Request: Continue the forum thread titled "Chuck D. - 4/15/2006" with the posts that come after its last reply.

Source passage:
__________________________________________________

# Chuck D. - 4/15/2006



## Donnie (Apr 11, 2006)

What, there are like 2 people on this forum that could go to this show? It's really worth while posting this.  







*Half Zaftig* is our drummers other band. If you like King's X, you'll like them.  
And well... *Buttafuko*... Need I say more? Hodgy rocks! 





Fuckers.











I will not be wearing pants.


----------



## Shannon (Apr 11, 2006)

Damn. If I wasn't playing in Olympia that night, I'd be there.


----------



## Metal Ken (Apr 11, 2006)

If i wasnt in florida,i'd go, lol.


----------



## Naren (Apr 11, 2006)

If I lived within 1 hour of Tacoma, I'd go.


----------



## Donnie (Apr 11, 2006)

You kids would "come" only because I wont be wearing pants.


----------



## garcia3441 (Apr 11, 2006)

Donnie said:


> I will not be wearing pants.



That's why I *WON"T* be there.



Donnie said:


> You kids would "come" only because I wont be wearing pants.



That's the most disturbing statement I've read in the last few minutes.


----------



## Donnie (Apr 11, 2006)

I can make it more disturbing if you want.


----------



## Metal Ken (Apr 11, 2006)

Donnie said:


> You kids would "come" only because I wont be wearing pants.



Nah, it was actually more for the giant titties ;p


----------



## Ancestor (Apr 11, 2006)

Metal Ken said:


> If i wasnt in florida,i'd go, lol.



Word. Although, why anyone band wouldn't want to hit a few venues in this area is beyond my comprehension. It's especially good in the winter.


----------



## Donnie (Apr 11, 2006)

Metal Ken said:


> Nah, it was actually more for the giant titties ;p


Yeah, my man boobs are getting out of control. 



Ancestor said:


> Word. Although, why anyone band wouldn't want to hit a few venues in this area is beyond my comprehension. It's especially good in the winter.


Hopefully, by the middle/end of summer we will be all over the US/Canada.

__________________________________________________

Records supplied:
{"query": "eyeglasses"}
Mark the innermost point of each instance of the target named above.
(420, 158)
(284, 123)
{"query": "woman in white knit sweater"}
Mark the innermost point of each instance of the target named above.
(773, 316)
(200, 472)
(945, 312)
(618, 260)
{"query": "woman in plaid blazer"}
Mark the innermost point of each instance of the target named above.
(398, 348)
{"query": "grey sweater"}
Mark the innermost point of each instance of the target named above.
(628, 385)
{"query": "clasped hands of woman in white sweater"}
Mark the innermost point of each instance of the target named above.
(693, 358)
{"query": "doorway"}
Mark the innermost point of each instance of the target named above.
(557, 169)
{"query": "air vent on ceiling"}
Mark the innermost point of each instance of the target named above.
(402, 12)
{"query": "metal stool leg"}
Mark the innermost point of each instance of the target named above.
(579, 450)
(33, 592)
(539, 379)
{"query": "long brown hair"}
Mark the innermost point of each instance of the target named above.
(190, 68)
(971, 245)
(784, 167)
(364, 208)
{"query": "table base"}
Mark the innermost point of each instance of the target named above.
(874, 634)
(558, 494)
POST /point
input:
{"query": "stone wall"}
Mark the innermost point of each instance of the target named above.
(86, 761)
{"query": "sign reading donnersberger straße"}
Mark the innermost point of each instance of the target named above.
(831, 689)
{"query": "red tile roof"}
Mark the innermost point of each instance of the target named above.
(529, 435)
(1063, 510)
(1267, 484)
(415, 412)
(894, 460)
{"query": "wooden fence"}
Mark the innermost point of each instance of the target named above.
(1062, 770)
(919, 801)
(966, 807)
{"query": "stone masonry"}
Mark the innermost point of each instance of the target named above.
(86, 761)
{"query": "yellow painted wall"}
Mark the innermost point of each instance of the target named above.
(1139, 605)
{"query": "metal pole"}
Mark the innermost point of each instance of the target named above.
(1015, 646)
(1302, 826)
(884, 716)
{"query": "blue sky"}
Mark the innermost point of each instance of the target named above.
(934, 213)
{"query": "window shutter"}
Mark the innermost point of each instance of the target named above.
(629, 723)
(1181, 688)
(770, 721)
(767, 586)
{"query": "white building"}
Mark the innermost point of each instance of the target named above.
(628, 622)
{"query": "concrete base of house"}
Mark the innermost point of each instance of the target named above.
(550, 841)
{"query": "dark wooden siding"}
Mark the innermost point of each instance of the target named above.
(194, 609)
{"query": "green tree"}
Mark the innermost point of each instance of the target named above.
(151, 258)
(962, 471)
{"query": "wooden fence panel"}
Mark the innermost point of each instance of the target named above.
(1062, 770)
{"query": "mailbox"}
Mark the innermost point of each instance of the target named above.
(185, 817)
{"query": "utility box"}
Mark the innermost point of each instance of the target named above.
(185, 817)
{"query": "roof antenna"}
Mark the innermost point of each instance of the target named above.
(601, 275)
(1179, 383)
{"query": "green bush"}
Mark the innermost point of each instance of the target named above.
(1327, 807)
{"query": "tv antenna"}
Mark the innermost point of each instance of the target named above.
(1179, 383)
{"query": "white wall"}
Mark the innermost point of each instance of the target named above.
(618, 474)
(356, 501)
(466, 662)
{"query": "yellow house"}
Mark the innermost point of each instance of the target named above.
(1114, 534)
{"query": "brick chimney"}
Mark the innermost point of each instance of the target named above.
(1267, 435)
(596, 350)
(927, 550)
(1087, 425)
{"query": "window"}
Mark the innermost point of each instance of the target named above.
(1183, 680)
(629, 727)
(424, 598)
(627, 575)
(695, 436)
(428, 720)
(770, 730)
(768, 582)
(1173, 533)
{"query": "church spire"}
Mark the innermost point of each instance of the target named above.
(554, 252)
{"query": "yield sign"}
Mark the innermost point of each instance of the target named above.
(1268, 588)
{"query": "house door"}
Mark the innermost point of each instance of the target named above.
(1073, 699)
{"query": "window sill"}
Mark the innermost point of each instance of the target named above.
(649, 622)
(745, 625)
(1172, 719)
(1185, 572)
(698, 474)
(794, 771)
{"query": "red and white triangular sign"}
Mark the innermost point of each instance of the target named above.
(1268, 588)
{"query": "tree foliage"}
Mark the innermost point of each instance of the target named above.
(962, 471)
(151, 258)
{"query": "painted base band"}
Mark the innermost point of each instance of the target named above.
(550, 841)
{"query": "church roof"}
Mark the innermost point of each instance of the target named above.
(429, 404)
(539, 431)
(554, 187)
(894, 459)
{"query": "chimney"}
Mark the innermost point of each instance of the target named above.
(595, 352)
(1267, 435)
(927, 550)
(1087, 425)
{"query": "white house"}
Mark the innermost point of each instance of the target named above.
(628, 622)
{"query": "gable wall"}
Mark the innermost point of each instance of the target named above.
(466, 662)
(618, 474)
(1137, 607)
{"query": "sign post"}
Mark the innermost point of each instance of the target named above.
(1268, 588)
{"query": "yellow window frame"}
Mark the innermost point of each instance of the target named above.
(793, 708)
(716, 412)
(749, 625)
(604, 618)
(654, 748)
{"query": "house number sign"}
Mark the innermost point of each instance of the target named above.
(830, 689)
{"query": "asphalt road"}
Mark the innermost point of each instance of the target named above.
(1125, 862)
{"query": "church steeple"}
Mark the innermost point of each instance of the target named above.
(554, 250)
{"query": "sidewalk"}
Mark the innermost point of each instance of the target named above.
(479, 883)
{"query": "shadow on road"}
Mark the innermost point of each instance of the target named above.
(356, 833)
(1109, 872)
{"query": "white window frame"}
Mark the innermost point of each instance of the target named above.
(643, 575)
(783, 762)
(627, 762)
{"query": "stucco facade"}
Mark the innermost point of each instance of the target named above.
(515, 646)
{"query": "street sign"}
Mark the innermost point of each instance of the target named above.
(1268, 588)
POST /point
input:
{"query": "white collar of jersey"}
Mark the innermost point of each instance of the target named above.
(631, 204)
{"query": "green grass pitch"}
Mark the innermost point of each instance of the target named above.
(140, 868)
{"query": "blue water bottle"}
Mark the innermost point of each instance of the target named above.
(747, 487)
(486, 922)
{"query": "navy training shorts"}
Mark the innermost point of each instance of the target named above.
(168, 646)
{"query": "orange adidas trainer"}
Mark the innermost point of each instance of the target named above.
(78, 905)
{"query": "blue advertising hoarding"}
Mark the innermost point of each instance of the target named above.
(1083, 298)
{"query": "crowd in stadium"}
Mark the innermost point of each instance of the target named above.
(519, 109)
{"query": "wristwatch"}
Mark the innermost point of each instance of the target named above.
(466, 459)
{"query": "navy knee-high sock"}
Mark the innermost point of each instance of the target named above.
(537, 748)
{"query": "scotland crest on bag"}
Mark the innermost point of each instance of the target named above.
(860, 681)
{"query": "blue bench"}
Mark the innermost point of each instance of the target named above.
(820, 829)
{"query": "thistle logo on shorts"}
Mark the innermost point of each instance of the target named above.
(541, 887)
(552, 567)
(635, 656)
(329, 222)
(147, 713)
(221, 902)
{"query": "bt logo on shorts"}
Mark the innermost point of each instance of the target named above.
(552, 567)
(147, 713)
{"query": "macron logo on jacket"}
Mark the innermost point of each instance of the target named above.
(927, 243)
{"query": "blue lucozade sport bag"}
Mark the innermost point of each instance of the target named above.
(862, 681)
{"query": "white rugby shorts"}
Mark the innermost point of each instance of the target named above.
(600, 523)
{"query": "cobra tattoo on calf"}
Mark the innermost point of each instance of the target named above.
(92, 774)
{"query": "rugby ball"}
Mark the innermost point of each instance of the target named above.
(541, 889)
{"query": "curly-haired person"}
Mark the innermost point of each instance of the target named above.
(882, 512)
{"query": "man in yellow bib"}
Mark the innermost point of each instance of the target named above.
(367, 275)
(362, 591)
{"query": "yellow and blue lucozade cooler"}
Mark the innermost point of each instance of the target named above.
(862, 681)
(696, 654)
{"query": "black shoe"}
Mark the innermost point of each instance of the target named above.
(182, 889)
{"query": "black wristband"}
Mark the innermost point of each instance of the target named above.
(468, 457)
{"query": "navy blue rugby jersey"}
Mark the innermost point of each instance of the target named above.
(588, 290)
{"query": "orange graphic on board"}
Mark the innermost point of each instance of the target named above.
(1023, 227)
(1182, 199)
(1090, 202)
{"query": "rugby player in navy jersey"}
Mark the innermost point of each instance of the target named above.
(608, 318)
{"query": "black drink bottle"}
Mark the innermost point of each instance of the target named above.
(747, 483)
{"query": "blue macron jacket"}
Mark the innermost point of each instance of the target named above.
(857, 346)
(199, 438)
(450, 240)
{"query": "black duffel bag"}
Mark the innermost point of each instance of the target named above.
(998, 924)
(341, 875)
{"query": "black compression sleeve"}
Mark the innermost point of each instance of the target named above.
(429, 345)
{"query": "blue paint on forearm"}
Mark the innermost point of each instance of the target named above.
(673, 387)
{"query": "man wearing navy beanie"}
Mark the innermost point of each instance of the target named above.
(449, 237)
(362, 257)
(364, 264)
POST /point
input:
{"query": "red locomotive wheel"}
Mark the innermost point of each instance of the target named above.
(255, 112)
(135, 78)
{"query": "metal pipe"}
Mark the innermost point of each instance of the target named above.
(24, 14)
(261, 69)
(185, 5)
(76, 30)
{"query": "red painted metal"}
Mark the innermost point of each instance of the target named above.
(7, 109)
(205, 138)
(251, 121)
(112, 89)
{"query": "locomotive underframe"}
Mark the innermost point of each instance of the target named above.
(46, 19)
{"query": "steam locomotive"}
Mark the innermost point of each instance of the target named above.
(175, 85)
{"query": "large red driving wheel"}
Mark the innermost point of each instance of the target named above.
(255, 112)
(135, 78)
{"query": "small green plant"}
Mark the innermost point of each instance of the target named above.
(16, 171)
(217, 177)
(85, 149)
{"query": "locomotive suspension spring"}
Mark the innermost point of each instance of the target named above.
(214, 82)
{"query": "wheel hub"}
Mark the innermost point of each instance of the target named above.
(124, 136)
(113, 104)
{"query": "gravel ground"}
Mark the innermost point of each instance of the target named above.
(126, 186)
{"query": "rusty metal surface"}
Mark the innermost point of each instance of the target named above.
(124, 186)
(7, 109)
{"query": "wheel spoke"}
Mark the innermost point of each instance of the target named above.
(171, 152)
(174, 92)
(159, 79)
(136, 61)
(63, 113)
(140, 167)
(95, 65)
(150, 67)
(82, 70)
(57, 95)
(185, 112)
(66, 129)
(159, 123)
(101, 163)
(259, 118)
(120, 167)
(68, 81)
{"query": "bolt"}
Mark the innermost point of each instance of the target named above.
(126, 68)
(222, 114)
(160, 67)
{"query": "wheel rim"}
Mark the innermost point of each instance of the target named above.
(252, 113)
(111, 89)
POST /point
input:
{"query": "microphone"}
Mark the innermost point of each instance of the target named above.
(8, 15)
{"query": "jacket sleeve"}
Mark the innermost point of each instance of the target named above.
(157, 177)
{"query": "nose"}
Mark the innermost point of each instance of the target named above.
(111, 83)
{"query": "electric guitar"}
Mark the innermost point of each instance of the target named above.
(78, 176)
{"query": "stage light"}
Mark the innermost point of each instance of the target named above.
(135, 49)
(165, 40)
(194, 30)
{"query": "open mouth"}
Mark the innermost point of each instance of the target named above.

__________________________________________________

Answer:
----------



## dpm (Apr 11, 2006)

I'd be there, 'cept y'know, location....

um, the pants thing, explain please?


----------



## Ibanez_fanboy (Apr 11, 2006)

weird weird weird!!!!!


----------



## dpm (Apr 11, 2006)

I don't think so. I shower without pants, sleep without pants and screw without pants. Usually.

You've got to admire a man who's not afraid to swing his instrument around on stage


----------



## metalfiend666 (Apr 11, 2006)

I'd be there if I didn't live 3000 miles away. Tour England with End Theory and Division!


----------



## noodles (Apr 11, 2006)

metalfiend666 said:


> Tour England with End Theory and Division!



Oh man, do you know how drunk we'd all get?


----------



## Drew (Apr 11, 2006)

Um, I call stage tech for that tour. I'll work for beer.


----------



## Donnie (Apr 11, 2006)

noodles said:


> Oh man, do you know how drunk we'd all get?


I'd have to pick up a spare liver first. I might need it.


----------



## Metal Ken (Apr 11, 2006)

Donnie said:


> Yeah, my man boobs are getting out of control.


LOL! nice ;p


----------



## Kevan (Apr 11, 2006)

Wow. You guys scared me for a second there. 
See, in my world, 'Chuck D' is an entirely different person: 
_"Bass! How low can you go...."_




Drew said:


> Um, I call stage tech for that tour. I'll work for beer.


I call guitar tech!


----------



## Donnie (Apr 11, 2006)

Kevan said:


> Wow. You guys scared me for a second there.
> See, in my world, 'Chuck D' is an entirely different person:
> _"Bass! How low can you go...."_
> 
> ...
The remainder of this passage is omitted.